[START OF Document extract]

Giter Site home page Giter Site logo

ashafaei / od-test Goto Github PK

View Code? Open in Web Editor NEW
62.0 5.0 11.0 3.59 MB

OD-test: A Less Biased Evaluation of Out-of-Distribution (Outlier) Detectors (PyTorch)

License: MIT License

Python 99.96% Shell 0.04%
deep-learning pytorch od-test outlier-detection evaluation-framework in-distribution anomaly-detection

od-test's Introduction

Publication Information

This repository accompanies the paper:

  • A. Shafaei, J. J. Little, Mark Schmidt. A Less Biased Evaluation of Out-of-distribution Sample Detectors. in BMVC 2019.
  • "Does Your Model Know the Digit 6 Is Not a Cat? A Less Biased Evaluation of Outlier Detectors." [ArXiv].

Keywords: out-of-distribution sample detection, outlier detection, anomaly detection, deep neural networks.

Bibtex:

@inproceedings{Shafaei2019,
    author = {Shafaei, Alireza and Schmidt, Mark and Little, James},
    booktitle = {BMVC},
    title = {{A Less Biased Evaluation of Out-of-distribution Sample Detectors}},
    year = {2019}
}
  • Raw Results with a list of experiments: [Google Sheets]
  • Experiment Files: Get the pretrained models [Document]

Introduction

Fig1

The problem of interest is out-of-distribution (OOD) sample detection. In our paper, we present an evaluation framework called OD-test for methods that address OOD sample detection. We show that the traditional evaluation strategy yields overly-optimistic results, hence the need for more reliable evaluation. In this repository, we implement the OD-test for image recognition problems with deep neural networks. You can replicate all the results of our paper here.

[END OF Document extract]
[START OF Data]

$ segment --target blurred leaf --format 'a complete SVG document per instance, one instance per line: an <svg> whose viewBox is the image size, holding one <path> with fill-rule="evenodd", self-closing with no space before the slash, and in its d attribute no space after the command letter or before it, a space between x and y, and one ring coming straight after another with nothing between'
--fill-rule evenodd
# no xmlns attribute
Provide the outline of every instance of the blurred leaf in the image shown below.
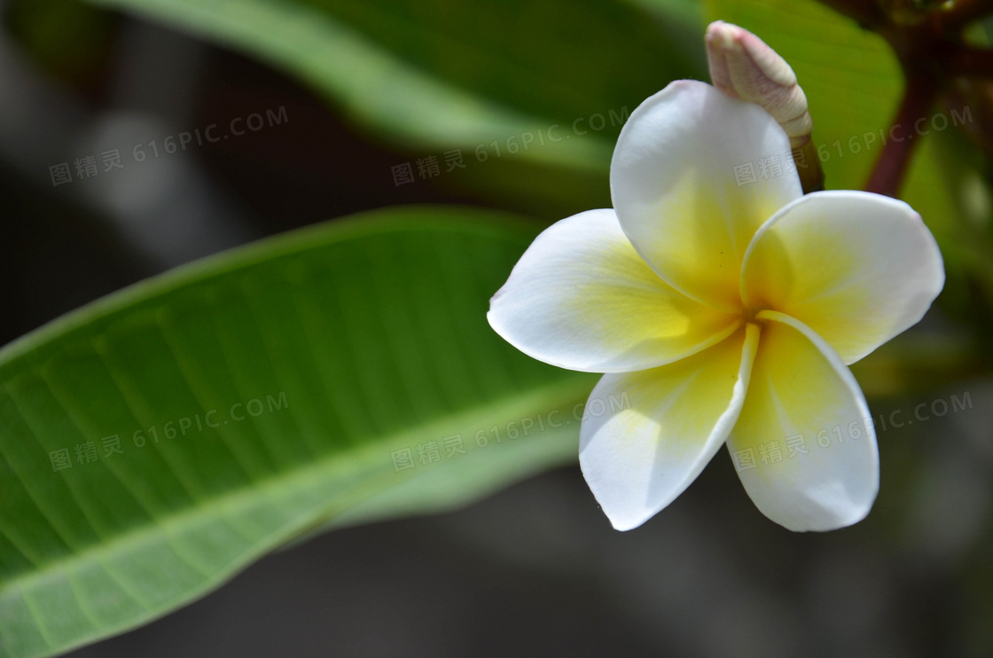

[END OF Data]

▶ Instruction 1: Reproduce the OD-test repository page word for word, everything from "License: MIT License" down to "in BMVC 2019.".
▶ Instruction 2: Decide whether each statement agrees with the OD-test repository page. Answer yes or no, and quote the deciding words of the page. (a) The repository is released under the MIT License. (b) The repository implements the OD-test for speech recognition problems. (c) The traditional evaluation strategy is said to yield overly-optimistic results.
The data plays no part in this exercise.

▶ Result 1:
License: MIT License

Python 99.96% Shell 0.04%
deep-learning pytorch od-test outlier-detection evaluation-framework in-distribution anomaly-detection

od-test's Introduction

Publication Information

This repository accompanies the paper:

  • A. Shafaei, J. J. Little, Mark Schmidt. A Less Biased Evaluation of Out-of-distribution Sample Detectors. in BMVC 2019.

▶ Result 2:
(a) Yes: "License: MIT License"
(b) No: "we implement the OD-test for image recognition problems with deep neural networks"
(c) Yes: "We show that the traditional evaluation strategy yields overly-optimistic results"